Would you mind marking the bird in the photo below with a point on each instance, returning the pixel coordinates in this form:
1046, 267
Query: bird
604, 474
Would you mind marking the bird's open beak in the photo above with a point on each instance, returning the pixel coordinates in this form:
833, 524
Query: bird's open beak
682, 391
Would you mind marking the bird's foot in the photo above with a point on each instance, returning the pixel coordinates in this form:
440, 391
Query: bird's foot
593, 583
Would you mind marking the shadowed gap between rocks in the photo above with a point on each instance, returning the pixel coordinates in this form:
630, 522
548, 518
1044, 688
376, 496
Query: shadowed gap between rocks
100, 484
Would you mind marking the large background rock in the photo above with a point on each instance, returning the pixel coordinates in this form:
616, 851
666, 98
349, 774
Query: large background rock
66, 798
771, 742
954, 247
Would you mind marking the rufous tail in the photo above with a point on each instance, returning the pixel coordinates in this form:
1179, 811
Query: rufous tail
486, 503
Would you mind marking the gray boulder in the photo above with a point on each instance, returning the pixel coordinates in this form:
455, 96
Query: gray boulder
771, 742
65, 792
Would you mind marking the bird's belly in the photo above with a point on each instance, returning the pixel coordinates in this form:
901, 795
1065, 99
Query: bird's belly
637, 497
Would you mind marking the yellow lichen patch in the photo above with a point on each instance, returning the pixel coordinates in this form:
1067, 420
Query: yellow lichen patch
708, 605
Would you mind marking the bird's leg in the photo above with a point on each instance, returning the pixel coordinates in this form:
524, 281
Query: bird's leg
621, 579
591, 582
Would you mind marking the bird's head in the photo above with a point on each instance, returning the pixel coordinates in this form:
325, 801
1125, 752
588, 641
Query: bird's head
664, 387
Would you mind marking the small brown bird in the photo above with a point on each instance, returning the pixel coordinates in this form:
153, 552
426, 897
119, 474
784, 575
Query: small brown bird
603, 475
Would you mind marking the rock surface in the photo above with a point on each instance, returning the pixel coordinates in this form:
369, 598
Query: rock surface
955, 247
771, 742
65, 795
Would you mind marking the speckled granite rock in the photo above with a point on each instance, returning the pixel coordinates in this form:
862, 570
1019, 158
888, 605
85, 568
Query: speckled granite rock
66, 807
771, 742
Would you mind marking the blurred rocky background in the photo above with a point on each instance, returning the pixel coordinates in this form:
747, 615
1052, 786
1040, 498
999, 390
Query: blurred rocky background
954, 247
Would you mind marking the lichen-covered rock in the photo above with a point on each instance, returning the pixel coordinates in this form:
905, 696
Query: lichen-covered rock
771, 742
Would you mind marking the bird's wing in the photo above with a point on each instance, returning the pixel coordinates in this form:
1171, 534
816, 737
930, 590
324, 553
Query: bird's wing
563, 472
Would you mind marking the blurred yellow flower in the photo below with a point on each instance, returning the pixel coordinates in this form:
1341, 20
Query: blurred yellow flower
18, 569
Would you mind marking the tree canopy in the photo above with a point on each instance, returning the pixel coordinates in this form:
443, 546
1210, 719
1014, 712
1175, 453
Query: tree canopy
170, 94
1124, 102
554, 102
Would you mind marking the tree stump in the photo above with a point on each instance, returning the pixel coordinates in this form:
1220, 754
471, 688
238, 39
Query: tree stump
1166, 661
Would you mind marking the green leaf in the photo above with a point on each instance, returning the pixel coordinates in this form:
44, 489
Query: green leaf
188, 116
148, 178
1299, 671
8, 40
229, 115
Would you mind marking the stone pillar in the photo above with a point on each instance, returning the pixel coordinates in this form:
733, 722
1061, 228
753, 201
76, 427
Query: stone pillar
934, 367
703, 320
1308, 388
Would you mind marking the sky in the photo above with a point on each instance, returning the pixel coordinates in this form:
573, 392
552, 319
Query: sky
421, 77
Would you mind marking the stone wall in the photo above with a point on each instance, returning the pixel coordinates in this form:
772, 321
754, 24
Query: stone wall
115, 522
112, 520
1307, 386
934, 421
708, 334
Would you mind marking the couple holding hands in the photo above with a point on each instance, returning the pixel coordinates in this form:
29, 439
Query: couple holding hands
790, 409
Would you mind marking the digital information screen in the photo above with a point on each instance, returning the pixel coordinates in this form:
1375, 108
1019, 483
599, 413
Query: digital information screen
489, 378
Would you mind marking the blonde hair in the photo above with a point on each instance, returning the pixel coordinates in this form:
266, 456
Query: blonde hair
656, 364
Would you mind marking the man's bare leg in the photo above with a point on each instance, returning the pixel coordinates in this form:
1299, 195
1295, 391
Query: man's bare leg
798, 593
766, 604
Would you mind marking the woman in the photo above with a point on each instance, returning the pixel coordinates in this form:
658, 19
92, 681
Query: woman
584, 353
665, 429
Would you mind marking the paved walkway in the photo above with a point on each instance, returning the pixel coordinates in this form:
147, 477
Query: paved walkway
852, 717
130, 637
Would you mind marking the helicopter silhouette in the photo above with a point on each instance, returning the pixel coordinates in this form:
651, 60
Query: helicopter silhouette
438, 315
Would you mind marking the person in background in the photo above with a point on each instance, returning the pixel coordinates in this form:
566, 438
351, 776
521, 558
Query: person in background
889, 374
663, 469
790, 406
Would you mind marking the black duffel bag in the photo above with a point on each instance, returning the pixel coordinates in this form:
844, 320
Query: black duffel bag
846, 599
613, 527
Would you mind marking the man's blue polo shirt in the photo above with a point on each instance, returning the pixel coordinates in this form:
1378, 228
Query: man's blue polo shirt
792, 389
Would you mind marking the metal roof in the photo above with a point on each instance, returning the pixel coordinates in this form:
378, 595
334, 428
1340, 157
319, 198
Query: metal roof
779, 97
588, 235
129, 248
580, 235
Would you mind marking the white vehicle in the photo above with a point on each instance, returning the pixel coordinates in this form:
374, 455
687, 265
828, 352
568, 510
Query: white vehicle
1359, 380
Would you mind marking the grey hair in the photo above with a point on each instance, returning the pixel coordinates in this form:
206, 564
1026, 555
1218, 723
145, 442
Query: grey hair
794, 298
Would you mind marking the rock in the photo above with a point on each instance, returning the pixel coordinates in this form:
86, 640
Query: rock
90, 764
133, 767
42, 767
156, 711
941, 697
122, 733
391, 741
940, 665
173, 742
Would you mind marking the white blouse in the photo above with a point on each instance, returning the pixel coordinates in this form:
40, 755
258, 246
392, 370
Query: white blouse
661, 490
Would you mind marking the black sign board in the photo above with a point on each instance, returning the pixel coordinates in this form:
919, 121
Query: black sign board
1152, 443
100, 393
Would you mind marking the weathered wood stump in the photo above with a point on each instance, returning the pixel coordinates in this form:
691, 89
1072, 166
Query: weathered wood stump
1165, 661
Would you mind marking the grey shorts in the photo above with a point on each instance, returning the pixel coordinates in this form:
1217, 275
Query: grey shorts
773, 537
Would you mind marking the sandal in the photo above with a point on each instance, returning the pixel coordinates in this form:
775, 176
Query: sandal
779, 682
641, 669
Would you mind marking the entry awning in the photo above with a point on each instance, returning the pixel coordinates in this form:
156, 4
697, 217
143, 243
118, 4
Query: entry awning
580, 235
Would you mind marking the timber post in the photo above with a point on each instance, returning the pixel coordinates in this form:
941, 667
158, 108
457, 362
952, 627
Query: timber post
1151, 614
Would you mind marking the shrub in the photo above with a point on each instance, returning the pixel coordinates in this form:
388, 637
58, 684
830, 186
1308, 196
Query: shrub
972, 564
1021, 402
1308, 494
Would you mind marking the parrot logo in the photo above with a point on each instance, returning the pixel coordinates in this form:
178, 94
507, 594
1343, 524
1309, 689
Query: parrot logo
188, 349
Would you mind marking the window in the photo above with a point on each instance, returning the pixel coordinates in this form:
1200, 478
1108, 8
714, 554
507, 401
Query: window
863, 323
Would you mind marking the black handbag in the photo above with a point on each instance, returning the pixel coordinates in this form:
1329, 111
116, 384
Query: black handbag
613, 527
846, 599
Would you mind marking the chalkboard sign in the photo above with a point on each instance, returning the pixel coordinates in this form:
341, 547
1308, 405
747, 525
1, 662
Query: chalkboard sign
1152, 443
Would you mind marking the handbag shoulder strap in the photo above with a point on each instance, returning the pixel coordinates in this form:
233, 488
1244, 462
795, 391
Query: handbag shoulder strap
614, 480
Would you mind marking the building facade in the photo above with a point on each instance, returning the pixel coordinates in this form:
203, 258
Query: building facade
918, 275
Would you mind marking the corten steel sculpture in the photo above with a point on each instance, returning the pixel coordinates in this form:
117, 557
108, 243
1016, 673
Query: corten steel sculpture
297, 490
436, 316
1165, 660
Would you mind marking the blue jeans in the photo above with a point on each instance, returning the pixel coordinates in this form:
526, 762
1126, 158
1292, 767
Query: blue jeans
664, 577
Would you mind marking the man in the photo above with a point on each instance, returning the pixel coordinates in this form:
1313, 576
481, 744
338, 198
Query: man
--
» OBJECTIVE: The lines to reproduce run from the line containing "Would you mind marking the timber" to the end of the listing; write them out exactly and add nothing.

» ANSWER TO THIS TASK:
Would you mind marking the timber post in the photo above with a point on each instance, returning the pixel coordinates in this form:
941, 667
158, 108
457, 362
952, 627
Query: timber post
1151, 614
Would you mind marking the shrub in the photo above with a point on each instance, returning the pixel coordinates in this form:
388, 637
58, 684
830, 186
1308, 196
Query: shrub
972, 564
1021, 402
1308, 494
Would you mind marking the parrot logo in the photo above with a point on each instance, returning the pixel coordinates in this form:
178, 94
507, 594
1343, 524
1309, 689
Query: parrot logo
188, 349
Would you mind marking the window in the photo above with a point on each instance, returning the pixel coordinates in this form:
1200, 478
1108, 8
714, 554
507, 401
Query: window
863, 323
Would you mind marking the black handbag in the photo above with a point on each instance, returning the pixel coordinates in this form:
1329, 111
116, 384
Query: black handbag
613, 527
846, 599
Would you mind marking the chalkboard sign in the photo above with a point on each instance, returning the pixel coordinates in this form:
341, 547
1308, 405
747, 525
1, 662
Query: chalkboard sign
1152, 443
Would you mind marking the handbag shoulder strap in the photo above with a point on each instance, returning the pixel coordinates in this form:
233, 488
1244, 462
795, 391
Query: handbag shoulder strap
614, 480
Would you mind marking the building facade in the photo above with a point on each instance, returning the pixel coordinates in this form:
203, 258
Query: building facade
918, 275
Would you mind marking the corten steel sculpture in the photo above with a point on each instance, returning the pixel coordinates in this form:
117, 557
108, 243
1016, 673
Query: corten steel sculpture
297, 490
436, 316
1165, 660
Would you mind marking the blue jeans in the photo above with a point on each instance, returning the pixel coordinates in this form:
526, 762
1126, 158
1292, 767
Query: blue jeans
664, 577
Would you mind marking the man in the photo above with a point on each instance, returning the pixel coordinates in this form:
1313, 576
481, 744
338, 198
Query: man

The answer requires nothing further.